#### [Exercise details]
From the first line to the last, retype the listing without any alteration.

#### [Excerpted data]

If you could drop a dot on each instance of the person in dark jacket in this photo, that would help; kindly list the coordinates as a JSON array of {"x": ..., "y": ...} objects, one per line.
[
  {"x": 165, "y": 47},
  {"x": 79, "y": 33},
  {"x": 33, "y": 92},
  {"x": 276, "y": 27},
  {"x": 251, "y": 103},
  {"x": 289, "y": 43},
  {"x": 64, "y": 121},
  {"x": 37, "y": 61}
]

#### [Finished task]
If you could drop a dot on each instance of the person in dark jacket in this photo, that would help; kindly list the coordinates as a JSON array of {"x": ..., "y": ...} objects, one per line.
[
  {"x": 165, "y": 47},
  {"x": 79, "y": 33},
  {"x": 33, "y": 92},
  {"x": 276, "y": 27},
  {"x": 251, "y": 103},
  {"x": 289, "y": 43},
  {"x": 64, "y": 121},
  {"x": 37, "y": 61}
]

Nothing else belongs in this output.